### Aim of the task
Retype, without alteration, each line from the line containing "task | locate a point on every instance of the eyeglasses" to the final line of the records.

### Dataset rows
* * *

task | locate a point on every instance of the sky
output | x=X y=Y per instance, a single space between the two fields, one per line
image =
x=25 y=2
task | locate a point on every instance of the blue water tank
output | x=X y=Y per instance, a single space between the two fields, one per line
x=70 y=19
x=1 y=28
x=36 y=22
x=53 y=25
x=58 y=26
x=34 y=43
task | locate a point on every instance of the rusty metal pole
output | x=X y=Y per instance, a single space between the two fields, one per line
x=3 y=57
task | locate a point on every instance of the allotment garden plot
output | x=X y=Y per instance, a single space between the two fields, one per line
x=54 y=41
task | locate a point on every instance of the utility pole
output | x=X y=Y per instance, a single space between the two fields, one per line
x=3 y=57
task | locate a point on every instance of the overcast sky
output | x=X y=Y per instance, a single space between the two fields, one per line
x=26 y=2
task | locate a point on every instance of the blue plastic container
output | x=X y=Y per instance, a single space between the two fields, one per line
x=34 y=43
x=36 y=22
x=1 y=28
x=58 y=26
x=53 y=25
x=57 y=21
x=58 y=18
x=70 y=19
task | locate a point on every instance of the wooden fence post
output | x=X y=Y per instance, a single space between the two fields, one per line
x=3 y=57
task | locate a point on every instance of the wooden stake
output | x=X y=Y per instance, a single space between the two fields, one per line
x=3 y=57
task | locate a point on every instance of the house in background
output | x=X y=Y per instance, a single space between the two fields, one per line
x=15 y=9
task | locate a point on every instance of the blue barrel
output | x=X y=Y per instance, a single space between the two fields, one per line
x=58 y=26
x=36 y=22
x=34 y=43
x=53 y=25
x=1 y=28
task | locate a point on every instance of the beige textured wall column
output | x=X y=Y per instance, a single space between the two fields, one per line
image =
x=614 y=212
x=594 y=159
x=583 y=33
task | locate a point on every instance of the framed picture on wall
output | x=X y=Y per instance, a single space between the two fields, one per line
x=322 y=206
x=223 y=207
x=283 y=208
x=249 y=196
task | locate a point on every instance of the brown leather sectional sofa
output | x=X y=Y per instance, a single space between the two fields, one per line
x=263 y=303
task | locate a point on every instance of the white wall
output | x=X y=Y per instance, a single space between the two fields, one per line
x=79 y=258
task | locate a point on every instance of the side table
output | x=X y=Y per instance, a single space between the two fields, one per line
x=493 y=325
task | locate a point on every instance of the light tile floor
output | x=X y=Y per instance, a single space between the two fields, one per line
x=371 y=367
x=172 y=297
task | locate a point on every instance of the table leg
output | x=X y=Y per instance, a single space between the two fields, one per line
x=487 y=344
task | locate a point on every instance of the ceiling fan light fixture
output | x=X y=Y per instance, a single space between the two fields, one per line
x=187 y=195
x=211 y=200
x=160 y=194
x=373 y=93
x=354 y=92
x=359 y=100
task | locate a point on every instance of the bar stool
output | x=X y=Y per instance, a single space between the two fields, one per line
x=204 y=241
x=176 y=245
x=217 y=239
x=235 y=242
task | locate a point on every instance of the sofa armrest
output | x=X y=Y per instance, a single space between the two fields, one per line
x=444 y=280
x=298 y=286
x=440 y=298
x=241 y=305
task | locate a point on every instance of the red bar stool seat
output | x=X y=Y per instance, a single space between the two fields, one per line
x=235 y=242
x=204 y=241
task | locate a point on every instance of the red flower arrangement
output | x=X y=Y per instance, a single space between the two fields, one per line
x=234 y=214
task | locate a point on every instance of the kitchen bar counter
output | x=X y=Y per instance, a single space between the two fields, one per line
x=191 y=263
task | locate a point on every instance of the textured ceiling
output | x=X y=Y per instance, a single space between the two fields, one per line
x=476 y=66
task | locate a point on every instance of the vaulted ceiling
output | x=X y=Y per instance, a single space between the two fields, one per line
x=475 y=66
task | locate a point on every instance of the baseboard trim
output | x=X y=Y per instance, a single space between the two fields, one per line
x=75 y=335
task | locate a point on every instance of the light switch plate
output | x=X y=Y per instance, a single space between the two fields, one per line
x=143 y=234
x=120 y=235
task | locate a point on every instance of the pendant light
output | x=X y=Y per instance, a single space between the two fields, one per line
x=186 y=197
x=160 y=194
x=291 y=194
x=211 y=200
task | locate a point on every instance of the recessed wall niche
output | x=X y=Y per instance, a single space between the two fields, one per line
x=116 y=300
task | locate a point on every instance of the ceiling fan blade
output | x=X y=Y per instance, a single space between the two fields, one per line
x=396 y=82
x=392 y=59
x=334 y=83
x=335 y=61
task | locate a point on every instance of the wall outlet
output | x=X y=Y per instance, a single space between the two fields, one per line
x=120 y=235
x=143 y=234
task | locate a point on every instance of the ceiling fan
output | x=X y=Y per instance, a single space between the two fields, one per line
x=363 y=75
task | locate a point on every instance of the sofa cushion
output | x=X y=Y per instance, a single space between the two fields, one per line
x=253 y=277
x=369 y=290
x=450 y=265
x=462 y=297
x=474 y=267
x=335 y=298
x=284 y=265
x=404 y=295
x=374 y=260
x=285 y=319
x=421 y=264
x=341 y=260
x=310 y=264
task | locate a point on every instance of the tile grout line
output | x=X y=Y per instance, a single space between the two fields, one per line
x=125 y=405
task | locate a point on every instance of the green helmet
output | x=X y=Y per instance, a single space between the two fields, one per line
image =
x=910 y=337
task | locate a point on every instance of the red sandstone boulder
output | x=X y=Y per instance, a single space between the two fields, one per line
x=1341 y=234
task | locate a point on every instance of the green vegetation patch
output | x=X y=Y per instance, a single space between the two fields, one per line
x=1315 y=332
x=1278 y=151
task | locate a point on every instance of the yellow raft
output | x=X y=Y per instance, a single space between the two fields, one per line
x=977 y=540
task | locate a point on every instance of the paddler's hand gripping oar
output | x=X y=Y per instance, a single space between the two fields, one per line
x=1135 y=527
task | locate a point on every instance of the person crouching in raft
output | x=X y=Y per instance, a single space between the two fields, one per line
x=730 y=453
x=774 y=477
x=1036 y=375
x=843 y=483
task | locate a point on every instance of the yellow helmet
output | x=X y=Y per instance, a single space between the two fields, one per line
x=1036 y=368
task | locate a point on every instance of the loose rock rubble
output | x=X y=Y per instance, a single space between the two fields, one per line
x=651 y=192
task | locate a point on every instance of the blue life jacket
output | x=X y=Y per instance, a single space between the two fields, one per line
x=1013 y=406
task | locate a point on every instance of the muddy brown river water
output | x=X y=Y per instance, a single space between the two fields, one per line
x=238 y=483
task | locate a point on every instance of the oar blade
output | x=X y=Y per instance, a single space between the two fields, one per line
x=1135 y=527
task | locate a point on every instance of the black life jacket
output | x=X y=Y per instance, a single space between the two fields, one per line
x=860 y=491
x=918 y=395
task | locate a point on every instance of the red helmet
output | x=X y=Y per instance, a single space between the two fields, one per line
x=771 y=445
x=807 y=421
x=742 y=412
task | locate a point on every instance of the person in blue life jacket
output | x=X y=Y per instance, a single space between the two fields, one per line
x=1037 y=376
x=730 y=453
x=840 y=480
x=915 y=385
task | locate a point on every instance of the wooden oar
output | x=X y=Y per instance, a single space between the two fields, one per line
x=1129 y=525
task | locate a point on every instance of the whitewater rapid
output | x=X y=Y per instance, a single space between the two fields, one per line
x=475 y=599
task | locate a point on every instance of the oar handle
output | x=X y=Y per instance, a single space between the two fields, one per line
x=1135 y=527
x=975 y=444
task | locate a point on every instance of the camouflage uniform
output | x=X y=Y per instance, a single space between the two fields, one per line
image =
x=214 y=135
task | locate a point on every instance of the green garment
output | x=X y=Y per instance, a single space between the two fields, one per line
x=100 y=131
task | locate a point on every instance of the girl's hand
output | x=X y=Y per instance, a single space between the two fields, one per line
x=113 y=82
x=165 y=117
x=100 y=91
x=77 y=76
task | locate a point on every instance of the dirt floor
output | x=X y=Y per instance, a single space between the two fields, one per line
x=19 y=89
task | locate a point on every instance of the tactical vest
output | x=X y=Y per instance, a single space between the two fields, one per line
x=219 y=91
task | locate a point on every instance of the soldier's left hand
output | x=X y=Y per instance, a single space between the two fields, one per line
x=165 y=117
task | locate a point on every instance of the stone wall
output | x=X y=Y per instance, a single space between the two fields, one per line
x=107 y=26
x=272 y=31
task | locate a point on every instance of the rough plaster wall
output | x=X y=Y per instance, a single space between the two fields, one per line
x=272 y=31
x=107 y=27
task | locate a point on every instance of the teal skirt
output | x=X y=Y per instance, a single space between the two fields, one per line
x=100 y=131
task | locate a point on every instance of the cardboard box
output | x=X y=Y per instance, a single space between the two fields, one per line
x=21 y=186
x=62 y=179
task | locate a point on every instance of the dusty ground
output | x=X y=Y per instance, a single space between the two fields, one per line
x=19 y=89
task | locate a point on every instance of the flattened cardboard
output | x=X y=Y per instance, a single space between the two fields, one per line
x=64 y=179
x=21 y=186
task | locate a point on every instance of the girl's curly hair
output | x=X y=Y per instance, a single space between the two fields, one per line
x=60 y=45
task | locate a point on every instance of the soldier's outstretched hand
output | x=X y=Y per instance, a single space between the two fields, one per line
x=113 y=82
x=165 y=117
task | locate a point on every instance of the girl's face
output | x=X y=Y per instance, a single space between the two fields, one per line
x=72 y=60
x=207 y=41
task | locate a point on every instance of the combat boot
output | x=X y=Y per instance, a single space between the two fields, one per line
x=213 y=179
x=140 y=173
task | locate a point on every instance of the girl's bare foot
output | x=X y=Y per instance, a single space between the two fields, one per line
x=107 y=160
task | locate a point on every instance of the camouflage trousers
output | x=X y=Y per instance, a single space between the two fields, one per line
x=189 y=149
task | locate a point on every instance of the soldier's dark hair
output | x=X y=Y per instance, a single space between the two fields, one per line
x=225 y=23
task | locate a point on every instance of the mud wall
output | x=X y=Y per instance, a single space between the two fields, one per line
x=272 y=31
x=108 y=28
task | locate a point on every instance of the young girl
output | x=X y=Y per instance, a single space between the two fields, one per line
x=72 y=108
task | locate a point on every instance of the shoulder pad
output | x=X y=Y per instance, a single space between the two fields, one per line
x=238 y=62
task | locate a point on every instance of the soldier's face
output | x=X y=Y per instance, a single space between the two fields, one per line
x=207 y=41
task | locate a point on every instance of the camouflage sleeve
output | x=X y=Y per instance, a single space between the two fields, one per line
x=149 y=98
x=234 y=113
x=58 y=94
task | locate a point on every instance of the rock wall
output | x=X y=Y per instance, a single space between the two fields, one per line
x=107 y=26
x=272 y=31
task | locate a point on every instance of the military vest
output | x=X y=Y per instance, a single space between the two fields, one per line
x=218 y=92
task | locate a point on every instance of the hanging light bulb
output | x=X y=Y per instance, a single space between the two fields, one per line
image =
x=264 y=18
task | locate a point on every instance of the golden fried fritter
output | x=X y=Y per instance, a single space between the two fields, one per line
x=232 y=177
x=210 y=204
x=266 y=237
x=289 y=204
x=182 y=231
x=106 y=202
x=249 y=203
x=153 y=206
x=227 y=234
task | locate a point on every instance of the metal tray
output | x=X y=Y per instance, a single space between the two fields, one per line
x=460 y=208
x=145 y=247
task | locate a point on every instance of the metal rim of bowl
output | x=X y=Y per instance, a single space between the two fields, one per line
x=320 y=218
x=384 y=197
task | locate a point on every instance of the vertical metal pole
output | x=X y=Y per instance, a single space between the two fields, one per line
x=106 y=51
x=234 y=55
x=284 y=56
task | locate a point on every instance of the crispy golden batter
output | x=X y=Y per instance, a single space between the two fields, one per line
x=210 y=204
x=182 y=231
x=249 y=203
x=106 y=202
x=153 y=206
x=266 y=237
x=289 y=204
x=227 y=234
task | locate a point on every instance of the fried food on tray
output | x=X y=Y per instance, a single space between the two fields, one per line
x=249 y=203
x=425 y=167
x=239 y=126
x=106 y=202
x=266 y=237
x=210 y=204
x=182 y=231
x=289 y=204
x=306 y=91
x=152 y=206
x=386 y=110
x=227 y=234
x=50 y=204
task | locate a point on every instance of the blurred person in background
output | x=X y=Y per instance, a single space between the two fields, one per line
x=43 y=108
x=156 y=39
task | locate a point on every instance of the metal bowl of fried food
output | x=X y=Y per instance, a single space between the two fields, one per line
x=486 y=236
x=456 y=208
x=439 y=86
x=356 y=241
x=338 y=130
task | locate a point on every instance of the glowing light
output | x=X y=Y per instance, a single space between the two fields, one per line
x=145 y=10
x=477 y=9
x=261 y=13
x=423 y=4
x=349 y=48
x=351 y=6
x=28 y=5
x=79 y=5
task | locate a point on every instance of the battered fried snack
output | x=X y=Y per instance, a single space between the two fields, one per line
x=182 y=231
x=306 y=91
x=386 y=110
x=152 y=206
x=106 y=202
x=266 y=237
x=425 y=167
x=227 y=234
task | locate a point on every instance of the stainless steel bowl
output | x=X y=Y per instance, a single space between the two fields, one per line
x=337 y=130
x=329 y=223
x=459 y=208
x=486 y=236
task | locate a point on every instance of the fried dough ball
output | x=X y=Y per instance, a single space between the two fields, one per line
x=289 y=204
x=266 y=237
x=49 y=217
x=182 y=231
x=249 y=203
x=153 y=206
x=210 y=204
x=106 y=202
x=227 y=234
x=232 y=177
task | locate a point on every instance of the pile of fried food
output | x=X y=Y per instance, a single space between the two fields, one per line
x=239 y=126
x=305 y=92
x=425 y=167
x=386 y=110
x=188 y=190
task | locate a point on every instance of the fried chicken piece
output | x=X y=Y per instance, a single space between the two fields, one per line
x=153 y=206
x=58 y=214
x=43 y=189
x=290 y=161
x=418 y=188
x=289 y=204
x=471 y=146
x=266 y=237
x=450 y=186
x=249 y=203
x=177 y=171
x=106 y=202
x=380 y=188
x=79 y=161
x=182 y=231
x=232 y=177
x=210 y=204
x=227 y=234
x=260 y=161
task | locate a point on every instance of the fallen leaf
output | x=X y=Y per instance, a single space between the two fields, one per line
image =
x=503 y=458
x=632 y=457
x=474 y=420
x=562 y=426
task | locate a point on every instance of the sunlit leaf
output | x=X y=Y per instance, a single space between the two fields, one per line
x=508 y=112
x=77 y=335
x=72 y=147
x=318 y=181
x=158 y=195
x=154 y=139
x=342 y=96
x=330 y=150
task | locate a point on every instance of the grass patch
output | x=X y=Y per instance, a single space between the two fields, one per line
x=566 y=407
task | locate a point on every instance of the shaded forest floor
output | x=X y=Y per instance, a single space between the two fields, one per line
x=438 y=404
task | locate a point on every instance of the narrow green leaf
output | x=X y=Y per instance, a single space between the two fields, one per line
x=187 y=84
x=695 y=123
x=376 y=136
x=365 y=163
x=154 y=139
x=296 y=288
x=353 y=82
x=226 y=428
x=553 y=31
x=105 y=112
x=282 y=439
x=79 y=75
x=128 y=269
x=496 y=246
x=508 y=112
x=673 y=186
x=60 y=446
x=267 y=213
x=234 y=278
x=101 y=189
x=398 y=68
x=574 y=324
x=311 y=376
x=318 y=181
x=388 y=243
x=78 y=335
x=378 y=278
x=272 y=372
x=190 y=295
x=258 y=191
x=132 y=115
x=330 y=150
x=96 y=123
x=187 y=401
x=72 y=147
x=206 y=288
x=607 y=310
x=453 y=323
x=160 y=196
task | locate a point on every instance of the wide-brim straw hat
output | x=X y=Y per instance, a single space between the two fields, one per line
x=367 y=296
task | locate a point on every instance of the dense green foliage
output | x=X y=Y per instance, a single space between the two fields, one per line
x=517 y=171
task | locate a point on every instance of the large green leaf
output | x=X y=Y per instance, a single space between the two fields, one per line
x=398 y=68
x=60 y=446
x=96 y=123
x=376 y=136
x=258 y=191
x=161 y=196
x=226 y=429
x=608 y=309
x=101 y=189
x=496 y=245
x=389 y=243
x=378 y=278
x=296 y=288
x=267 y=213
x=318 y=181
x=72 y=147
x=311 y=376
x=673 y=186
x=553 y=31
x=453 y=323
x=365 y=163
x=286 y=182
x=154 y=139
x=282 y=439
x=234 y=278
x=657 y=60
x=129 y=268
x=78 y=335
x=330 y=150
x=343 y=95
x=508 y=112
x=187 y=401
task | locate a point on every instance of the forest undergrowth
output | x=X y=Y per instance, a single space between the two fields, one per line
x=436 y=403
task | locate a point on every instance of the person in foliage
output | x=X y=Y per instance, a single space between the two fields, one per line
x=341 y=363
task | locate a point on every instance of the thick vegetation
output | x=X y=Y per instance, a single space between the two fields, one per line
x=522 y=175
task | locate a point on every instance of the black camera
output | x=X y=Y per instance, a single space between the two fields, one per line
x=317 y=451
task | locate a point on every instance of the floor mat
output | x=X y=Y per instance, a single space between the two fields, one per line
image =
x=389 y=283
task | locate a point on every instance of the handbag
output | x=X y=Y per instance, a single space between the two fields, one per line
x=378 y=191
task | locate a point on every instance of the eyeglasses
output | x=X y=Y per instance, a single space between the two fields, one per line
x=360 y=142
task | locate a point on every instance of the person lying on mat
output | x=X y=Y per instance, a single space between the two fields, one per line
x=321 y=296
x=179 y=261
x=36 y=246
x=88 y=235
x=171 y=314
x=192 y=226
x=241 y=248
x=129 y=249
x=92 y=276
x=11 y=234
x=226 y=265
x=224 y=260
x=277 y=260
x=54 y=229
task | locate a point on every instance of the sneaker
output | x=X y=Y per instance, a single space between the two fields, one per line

* * *

### Exercise response
task | locate a point on every instance of the eyeglasses
output | x=X y=Y per instance, a single space between the two fields, one per line
x=360 y=142
task | locate a point on every instance of the person lying on mat
output | x=X y=Y per instance, a single space between the two fields, one per line
x=321 y=296
x=179 y=261
x=36 y=246
x=88 y=235
x=171 y=314
x=192 y=226
x=241 y=248
x=129 y=249
x=92 y=276
x=11 y=234
x=226 y=265
x=224 y=260
x=277 y=260
x=54 y=229
task | locate a point on every instance of the sneaker
output | x=X y=Y per instance, a single space between the two fields, one per line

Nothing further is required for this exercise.